# Metin Alıntısı:
Savaşı, siyasi bir kararla başlattılar. Çanakkale’yi geçebilmeleri için mayınları temizlemeleri gerekiyordu. Bunun için de kıyıda üslenmiş topçuları susturmaları gerekiyordu. Yani Gelibolu Yarımadası’na bu maksatla kara harekatı yapmaları gerekiyordu. Bu harekatı yapmadan paldır küldür denize hücum ettiler ve Boğazları geçmeye kalktılar. Fakat bu girişimlerinde top atışına maruz kaldılar. Manevra yaparak atışlardan uzaklaşmaya çalıştılar ve bu esnada mayınlı sahalara girdiler. Boğaz’ın girişinde değil ama en dar yerlerine doğru on mayın hattımız vardı. Bunlara ek olarak Nusret Mayın Gemisi, 8 Mart’ta Erenköy kıyısı yakınlarına 26 mayın döktü.
Bu mayınlara doğru İngiliz donanma unsurları manevra yapınca hem topçu ateşinden zayiat verdiler, hem de mayınlara çarptılar. İtilaf güçlerinin üç büyük gemisi yani Ocean, Irresistible ve Bouvet, top atışı ve mayınlar sebebiyle battı. Bu gemileri kaybettiler. O gemiler Boğaz’ın derinliklerine gömüldü. Arkasından geri çekildiler ve denizden zorlamayla İstanbul’a gidilemeyeceği anlaşılınca kara harekatına giriştiler. Bu kara harekatını hemen yapmak mümkün değildi. Bunun için birlikleri tertiplediler ve ancak 25 Nisan bu harekat için uygun oldu.
25 Nisan’da askeri açıdan çok doğru bir şekilde hem Seddülbahir hem de Kabatepe bölgesine kuvvetler çıkardılar. Harekatın hedefi Kilitbayır Platosu’ydu. Bir an önce kıyıdaki topçuları imha etmek, mayınları temizlemek ve donanmayla İstanbul’a doğru hareket etmek istediler. Fakat o gün Seddülbahir’de önemli bir dirençle karşı karşıya kaldılar. Güneyde beş ayrı bölgeye çıkarma yaptılar. Bunlardan bir tanesi Pınariçi Koyu. Onların planlarında ‘Y Plajı’ diye geçer. Oraya çıkardıkları birliklerin aslında o gün önleri çok açıktı. Hedefleri olan Alçıtepe’ye o gün ulaşabilirlerdi. Fakat başlarında bulunan komutanlar inisiyatif kullanamadı. İnisiyatif kullanılamayınca diğer bölgelerinde pek başarılı olamadılar.

# Veri Kümesinden Alıntı:

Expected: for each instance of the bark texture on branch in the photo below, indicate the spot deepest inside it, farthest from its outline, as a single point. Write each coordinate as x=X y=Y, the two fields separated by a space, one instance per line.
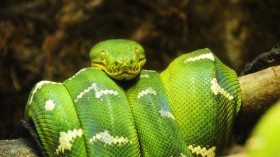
x=259 y=91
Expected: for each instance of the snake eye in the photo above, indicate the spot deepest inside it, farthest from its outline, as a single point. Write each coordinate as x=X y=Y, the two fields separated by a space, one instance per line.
x=102 y=55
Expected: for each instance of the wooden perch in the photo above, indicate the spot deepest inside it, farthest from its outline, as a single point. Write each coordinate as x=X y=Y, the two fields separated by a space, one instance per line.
x=259 y=91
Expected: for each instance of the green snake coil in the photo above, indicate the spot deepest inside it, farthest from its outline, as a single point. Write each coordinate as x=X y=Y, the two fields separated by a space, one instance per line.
x=117 y=109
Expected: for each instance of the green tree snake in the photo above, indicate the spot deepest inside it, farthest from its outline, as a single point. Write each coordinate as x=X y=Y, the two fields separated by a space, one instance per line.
x=115 y=108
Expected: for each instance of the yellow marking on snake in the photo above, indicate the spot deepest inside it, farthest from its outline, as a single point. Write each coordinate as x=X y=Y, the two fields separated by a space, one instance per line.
x=146 y=91
x=98 y=93
x=166 y=114
x=39 y=86
x=203 y=151
x=216 y=88
x=49 y=105
x=66 y=138
x=144 y=75
x=203 y=56
x=107 y=138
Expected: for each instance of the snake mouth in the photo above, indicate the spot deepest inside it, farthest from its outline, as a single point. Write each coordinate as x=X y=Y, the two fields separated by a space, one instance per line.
x=119 y=73
x=124 y=72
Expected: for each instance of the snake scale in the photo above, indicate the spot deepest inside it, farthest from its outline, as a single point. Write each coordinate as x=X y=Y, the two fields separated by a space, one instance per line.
x=115 y=108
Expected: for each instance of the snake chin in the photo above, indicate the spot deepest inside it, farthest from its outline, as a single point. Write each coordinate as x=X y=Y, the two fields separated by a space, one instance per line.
x=123 y=73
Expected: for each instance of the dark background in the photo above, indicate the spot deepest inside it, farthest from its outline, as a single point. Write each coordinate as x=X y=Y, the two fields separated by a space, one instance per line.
x=51 y=39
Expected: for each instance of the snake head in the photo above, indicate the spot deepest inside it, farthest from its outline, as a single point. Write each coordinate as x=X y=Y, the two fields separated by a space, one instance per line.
x=121 y=59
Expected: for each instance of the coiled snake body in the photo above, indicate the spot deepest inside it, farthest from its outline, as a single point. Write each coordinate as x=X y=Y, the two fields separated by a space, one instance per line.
x=116 y=109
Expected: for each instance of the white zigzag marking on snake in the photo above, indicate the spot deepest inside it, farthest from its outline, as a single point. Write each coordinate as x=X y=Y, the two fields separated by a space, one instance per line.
x=39 y=86
x=166 y=114
x=203 y=151
x=77 y=73
x=216 y=88
x=203 y=56
x=106 y=138
x=98 y=93
x=146 y=91
x=49 y=105
x=66 y=138
x=144 y=75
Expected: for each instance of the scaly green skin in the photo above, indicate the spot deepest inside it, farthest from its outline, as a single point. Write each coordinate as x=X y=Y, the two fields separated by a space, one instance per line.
x=91 y=114
x=265 y=137
x=204 y=97
x=119 y=58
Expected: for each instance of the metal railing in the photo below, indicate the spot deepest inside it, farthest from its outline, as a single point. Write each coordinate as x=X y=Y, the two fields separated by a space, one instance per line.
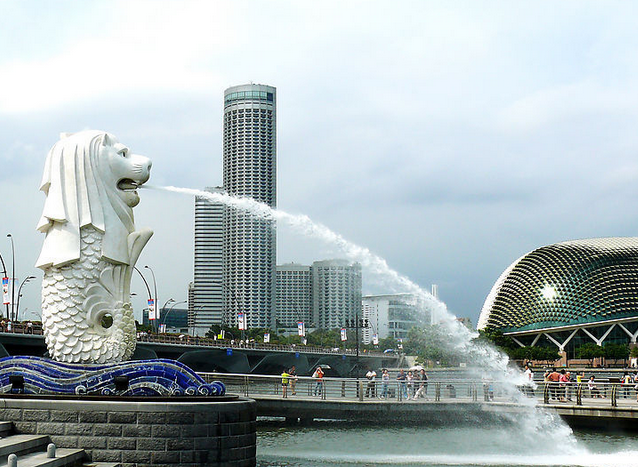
x=351 y=389
x=207 y=342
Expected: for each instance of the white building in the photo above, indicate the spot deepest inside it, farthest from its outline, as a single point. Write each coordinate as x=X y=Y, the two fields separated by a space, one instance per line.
x=336 y=292
x=393 y=315
x=249 y=247
x=293 y=302
x=205 y=305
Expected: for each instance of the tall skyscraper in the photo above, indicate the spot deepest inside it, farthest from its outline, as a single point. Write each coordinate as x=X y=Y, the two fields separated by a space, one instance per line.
x=249 y=246
x=294 y=302
x=205 y=306
x=336 y=292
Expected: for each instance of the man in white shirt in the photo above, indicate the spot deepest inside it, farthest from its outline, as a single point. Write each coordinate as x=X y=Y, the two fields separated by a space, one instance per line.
x=372 y=387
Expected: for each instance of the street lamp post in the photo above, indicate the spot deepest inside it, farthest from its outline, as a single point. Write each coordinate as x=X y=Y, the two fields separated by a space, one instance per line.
x=154 y=289
x=4 y=274
x=13 y=275
x=20 y=294
x=357 y=323
x=148 y=289
x=169 y=310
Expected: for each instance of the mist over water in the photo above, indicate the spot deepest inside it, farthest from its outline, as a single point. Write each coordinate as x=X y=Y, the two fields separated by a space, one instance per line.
x=487 y=363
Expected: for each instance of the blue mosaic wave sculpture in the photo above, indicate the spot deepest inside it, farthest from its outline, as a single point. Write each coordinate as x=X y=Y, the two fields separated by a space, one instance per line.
x=158 y=377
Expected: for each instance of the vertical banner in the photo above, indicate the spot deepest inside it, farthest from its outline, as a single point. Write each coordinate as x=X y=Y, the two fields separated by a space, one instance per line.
x=5 y=291
x=151 y=310
x=242 y=321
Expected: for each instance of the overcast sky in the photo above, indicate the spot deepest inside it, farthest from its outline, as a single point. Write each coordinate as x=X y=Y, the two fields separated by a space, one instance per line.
x=449 y=137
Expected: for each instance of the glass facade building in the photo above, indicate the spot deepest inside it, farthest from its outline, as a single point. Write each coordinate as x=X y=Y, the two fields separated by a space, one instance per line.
x=568 y=285
x=249 y=169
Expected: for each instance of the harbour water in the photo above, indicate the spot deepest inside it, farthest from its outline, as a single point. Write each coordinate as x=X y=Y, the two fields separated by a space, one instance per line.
x=346 y=445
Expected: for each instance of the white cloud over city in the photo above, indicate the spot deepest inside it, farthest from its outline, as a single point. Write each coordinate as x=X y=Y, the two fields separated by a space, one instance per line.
x=448 y=137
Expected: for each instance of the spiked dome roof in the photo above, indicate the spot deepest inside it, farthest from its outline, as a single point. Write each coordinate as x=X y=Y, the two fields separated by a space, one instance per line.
x=574 y=282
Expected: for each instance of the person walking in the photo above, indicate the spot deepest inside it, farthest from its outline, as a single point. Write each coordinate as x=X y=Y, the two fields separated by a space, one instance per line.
x=371 y=376
x=285 y=376
x=423 y=385
x=401 y=383
x=385 y=379
x=410 y=385
x=293 y=380
x=318 y=375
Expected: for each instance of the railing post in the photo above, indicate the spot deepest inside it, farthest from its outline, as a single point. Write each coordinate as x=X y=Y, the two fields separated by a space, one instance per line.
x=579 y=394
x=546 y=393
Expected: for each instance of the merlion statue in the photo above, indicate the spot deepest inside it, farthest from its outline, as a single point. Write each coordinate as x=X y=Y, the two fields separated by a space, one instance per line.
x=91 y=246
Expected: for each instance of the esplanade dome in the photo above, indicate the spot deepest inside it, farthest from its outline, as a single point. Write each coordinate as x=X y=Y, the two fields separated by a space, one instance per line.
x=569 y=283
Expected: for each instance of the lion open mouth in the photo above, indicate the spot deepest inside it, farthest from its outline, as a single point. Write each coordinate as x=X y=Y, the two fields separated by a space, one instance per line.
x=126 y=184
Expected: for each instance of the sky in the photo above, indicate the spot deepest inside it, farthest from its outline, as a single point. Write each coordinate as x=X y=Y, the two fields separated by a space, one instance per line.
x=448 y=137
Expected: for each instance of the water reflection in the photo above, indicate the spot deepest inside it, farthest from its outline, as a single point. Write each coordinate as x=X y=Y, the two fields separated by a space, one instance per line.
x=347 y=444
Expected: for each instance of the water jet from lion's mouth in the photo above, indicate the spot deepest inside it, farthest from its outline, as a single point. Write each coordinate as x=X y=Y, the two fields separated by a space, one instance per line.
x=487 y=360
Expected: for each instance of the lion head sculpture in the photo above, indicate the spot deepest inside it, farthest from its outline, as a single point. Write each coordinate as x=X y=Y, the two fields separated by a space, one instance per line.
x=90 y=178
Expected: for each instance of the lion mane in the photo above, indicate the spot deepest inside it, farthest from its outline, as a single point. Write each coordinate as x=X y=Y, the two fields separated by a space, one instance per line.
x=79 y=193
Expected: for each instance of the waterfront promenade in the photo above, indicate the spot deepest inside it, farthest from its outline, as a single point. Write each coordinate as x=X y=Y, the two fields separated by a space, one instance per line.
x=446 y=402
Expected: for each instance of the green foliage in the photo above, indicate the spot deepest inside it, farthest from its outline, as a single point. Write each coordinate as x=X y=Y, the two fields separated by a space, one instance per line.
x=616 y=351
x=497 y=338
x=590 y=351
x=547 y=354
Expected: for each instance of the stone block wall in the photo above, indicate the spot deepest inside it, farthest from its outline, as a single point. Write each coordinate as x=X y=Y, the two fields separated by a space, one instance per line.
x=145 y=433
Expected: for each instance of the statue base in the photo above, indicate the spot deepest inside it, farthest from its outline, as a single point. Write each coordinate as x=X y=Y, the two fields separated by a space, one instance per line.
x=157 y=377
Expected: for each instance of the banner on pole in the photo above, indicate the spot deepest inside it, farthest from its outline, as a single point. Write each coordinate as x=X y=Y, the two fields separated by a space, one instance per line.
x=151 y=310
x=5 y=291
x=242 y=321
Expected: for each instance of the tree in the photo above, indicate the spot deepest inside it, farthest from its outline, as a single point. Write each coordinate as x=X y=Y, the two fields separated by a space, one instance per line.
x=589 y=351
x=497 y=338
x=616 y=351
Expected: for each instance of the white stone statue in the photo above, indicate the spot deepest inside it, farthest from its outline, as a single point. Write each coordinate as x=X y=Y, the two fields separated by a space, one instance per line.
x=91 y=246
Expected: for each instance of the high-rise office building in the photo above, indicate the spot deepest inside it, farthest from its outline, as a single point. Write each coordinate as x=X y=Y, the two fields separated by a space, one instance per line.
x=249 y=246
x=294 y=302
x=336 y=292
x=205 y=306
x=393 y=315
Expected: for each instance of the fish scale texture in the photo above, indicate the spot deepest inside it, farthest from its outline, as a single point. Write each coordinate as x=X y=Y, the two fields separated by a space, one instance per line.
x=75 y=299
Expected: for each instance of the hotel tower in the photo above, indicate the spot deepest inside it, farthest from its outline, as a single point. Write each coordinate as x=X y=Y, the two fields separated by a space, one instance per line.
x=249 y=243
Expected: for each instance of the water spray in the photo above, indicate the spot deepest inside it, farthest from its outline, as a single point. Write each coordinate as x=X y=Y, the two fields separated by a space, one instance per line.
x=491 y=364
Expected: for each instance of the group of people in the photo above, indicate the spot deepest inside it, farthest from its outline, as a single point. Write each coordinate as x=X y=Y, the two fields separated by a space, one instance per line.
x=411 y=385
x=562 y=385
x=289 y=377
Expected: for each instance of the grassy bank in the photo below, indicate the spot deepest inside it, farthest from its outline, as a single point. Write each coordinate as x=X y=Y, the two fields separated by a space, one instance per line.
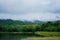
x=42 y=34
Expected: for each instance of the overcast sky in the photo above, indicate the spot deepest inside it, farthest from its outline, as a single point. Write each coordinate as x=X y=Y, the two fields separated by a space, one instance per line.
x=44 y=10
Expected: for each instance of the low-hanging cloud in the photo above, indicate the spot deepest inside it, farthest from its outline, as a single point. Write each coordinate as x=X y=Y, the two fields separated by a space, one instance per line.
x=26 y=7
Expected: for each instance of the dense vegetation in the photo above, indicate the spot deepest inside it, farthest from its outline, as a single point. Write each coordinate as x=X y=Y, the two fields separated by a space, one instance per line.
x=8 y=25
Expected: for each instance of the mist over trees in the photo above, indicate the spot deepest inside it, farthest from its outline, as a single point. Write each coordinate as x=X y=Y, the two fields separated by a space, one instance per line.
x=9 y=25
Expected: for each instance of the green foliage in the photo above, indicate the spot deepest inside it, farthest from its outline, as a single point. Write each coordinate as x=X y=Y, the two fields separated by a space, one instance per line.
x=8 y=25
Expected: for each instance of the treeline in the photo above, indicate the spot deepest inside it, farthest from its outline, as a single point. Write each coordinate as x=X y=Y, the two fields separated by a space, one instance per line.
x=8 y=25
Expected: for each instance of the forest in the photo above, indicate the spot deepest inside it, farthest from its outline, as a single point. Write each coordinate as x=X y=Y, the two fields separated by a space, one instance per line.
x=9 y=25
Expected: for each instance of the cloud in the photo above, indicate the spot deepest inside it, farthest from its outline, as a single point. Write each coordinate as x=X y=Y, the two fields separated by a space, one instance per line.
x=30 y=9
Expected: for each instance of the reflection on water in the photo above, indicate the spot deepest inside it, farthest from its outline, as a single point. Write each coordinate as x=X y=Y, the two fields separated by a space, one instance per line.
x=10 y=36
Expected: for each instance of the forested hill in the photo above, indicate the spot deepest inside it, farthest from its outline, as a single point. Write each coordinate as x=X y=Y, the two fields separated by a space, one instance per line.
x=9 y=25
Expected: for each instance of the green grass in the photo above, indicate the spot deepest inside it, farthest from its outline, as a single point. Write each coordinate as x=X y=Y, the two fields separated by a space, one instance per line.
x=42 y=38
x=28 y=36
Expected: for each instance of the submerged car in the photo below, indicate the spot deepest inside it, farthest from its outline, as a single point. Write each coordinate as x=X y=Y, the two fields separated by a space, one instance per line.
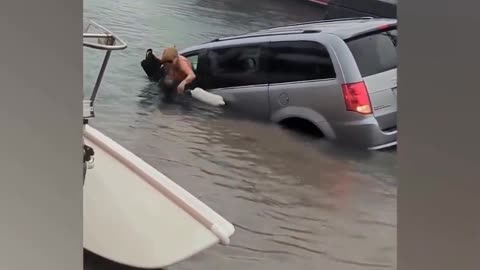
x=338 y=75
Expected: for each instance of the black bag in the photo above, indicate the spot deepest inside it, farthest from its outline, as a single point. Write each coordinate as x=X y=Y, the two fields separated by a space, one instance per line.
x=152 y=66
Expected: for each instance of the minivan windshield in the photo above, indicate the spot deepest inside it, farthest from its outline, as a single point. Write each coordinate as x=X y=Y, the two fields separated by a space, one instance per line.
x=375 y=53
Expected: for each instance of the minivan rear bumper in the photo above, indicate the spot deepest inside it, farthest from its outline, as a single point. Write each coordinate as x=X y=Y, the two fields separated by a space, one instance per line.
x=366 y=133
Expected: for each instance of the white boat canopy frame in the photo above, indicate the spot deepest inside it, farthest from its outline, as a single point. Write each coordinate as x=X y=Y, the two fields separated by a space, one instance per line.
x=106 y=41
x=133 y=214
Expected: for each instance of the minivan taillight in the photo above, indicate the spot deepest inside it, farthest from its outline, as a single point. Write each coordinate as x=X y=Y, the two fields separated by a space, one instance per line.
x=356 y=97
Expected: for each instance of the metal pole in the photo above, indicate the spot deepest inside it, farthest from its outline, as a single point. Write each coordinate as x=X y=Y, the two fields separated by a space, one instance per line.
x=100 y=76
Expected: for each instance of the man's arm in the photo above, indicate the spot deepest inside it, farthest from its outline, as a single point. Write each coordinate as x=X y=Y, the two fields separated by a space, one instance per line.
x=187 y=68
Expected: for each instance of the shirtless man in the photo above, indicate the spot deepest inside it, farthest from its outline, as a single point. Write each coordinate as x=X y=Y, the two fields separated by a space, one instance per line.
x=178 y=71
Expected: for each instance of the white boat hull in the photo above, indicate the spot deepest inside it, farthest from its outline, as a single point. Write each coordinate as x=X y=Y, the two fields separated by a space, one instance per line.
x=136 y=216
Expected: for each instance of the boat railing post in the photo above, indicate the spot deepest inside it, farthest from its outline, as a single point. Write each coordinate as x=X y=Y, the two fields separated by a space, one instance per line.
x=100 y=76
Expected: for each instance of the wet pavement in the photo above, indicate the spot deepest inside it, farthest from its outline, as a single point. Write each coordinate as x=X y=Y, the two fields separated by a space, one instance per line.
x=297 y=201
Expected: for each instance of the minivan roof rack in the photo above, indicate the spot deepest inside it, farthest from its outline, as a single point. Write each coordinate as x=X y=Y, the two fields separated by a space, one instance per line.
x=325 y=21
x=308 y=31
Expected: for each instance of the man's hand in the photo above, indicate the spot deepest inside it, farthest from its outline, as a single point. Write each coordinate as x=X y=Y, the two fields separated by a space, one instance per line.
x=181 y=87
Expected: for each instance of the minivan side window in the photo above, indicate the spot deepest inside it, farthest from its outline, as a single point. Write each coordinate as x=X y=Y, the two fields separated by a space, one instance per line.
x=375 y=53
x=234 y=67
x=293 y=61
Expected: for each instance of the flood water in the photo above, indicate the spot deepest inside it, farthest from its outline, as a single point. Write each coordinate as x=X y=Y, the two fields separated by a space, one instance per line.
x=297 y=202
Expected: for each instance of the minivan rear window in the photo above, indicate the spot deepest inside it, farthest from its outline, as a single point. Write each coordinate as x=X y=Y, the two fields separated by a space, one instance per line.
x=375 y=53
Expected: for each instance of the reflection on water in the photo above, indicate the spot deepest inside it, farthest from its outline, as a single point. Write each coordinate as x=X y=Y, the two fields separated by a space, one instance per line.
x=297 y=202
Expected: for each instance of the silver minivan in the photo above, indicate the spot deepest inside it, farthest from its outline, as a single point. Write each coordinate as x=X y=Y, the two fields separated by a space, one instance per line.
x=338 y=75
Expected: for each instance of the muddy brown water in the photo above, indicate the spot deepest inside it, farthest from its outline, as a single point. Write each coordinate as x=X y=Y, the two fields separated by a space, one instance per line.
x=297 y=201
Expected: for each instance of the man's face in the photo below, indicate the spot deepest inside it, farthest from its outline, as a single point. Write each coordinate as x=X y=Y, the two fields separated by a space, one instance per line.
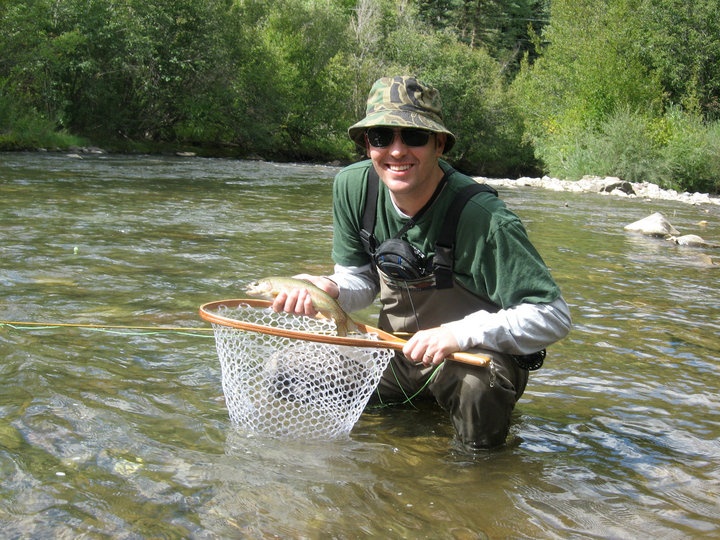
x=407 y=170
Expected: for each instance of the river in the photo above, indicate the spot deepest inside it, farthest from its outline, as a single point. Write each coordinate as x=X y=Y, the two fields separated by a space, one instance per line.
x=115 y=425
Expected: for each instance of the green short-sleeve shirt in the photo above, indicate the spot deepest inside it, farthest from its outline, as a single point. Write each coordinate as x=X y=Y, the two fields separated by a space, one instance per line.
x=493 y=256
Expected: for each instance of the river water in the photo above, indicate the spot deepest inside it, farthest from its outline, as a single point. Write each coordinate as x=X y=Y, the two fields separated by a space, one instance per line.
x=115 y=425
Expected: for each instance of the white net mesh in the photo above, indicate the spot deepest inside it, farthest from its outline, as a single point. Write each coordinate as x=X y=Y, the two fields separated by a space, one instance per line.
x=287 y=387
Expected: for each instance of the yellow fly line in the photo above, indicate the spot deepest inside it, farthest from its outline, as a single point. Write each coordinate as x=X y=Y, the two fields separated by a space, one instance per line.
x=110 y=328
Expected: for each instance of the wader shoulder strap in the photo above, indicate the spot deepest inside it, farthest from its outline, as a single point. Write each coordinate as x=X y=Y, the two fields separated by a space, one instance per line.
x=368 y=221
x=443 y=259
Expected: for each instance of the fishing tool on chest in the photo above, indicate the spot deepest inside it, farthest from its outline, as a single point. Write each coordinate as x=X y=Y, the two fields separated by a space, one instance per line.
x=292 y=376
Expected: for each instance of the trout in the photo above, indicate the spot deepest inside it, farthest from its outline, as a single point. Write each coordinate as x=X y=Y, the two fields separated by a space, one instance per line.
x=268 y=288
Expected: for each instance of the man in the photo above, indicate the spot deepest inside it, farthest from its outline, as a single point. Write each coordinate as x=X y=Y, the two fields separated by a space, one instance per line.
x=500 y=299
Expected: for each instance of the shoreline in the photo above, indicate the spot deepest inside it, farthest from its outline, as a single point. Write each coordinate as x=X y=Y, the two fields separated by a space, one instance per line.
x=605 y=186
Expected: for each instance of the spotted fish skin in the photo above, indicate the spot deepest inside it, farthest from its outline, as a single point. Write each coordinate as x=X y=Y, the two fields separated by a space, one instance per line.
x=268 y=288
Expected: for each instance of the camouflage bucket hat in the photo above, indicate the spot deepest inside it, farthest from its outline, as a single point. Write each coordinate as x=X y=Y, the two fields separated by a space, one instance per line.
x=402 y=102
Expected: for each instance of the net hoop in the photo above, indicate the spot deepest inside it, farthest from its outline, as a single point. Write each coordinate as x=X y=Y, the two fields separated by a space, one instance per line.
x=384 y=340
x=280 y=378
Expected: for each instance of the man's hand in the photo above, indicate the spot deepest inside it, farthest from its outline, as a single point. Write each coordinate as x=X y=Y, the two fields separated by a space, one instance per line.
x=298 y=301
x=432 y=346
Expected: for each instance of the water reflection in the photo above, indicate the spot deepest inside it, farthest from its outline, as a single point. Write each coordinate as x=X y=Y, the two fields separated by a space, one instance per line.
x=124 y=433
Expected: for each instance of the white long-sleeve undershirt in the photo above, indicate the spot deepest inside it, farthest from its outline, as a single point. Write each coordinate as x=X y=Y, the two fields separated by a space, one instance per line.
x=522 y=329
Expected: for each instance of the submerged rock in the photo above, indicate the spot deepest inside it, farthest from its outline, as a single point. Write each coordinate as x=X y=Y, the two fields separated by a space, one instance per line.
x=691 y=240
x=654 y=225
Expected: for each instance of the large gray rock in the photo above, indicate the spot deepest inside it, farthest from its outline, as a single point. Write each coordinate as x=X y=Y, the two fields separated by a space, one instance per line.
x=654 y=225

# Alıştırmalar:
1) Çanakkale Savaşı metninden "Bu mayınlara doğru" ifadesinden "için uygun oldu." ifadesine kadar uzanan her şeyi olduğu gibi çıkarın.
2) Lütfen Çanakkale Savaşı metninde "Bu mayınlara doğru İngiliz donanma unsurları" diye başlayan paragrafı, ana bilgilerini koruyarak madde madde kısaltın.
3) Çanakkale Savaşı metnini kaldığı yerden devam ettirin.

# Yazılı Cevaplar:
1)
Bu mayınlara doğru İngiliz donanma unsurları manevra yapınca hem topçu ateşinden zayiat verdiler, hem de mayınlara çarptılar. İtilaf güçlerinin üç büyük gemisi yani Ocean, Irresistible ve Bouvet, top atışı ve mayınlar sebebiyle battı. Bu gemileri kaybettiler. O gemiler Boğaz’ın derinliklerine gömüldü. Arkasından geri çekildiler ve denizden zorlamayla İstanbul’a gidilemeyeceği anlaşılınca kara harekatına giriştiler. Bu kara harekatını hemen yapmak mümkün değildi. Bunun için birlikleri tertiplediler ve ancak 25 Nisan bu harekat için uygun oldu.

2)
- İngiliz donanma unsurları mayınlara doğru manevra yapınca hem topçu ateşinden zayiat verdi hem de mayınlara çarptı.
- İtilaf güçlerinin üç büyük gemisi (Ocean, Irresistible ve Bouvet) top atışı ve mayınlar yüzünden battı.
- Ardından geri çekildiler ve denizden zorlamayla İstanbul'a gidilemeyeceğini anlayınca kara harekâtına yöneldiler.
- Kara harekâtı hemen yapılamadı; birlikler tertiplendi ve ancak 25 Nisan bu harekât için uygun hale geldi.

3)
Bu bölgede hem 26. Alay Komutanı’nın hem 3. Tabur Komutanı’nın hem de onların emrinde çarpışan askerlerimizin büyük emeği ile Seddülbahir bölgesine yapılan çıkarma, İtilaf güçleri için bir kabusa dönüştü. İlk hedefledikleri Alçıtepe’ye 9 ay boyunca ulaşamadılar. 25 Temmuz günü Fransızlar aldatma maksadıyla bir çıkarma yapmıştı ama onları geri çektiler. Seddülbahir onlar için artık sonuç elde edemeyecekleri bir alana dönüştü. Ama Kabatepe bölgesinde büyük bir şans elde ettiler. Karşılarında yeteri kadar kuvvet yoktu.
Mesela 160 kişinin bulunduğu bir bölgeye, bin 500 kişi çıktı sabahleyin ilk partide. Bu bin 500 kişi, bir saat sonra dört bine çıktı. 320 askerin karşısında 4 bin kişi vardı. Büyük bir sayısal üstünlüğe sahip oldular. Süratle en kritik arazi kesimi olan Conkbayırı’na tırmandılar. Büyük bir şanstı bu onlar için. Ama o şansı bir kişi bozdu: O kişi Mustafa Kemal’di. Mustafa Kemal biliyorsunuz 19. Tümen komutanı olarak hem 3. Kolordu’nun hem de 5. Ordu’nun tek ihtiyat kuvvetiydi o bölgedeki. İki tümen daha vardı ama onlar ihtiyat olarak başka bölgedeydi. O biraz Liman Paşa’nın hatasıydı. Esat Paşa’nın ve Mustafa Kemal Paşa’nın düşüncelerine uygun davranılmış olsaydı Kabatepe’de bu kadar zayıf olmazdık.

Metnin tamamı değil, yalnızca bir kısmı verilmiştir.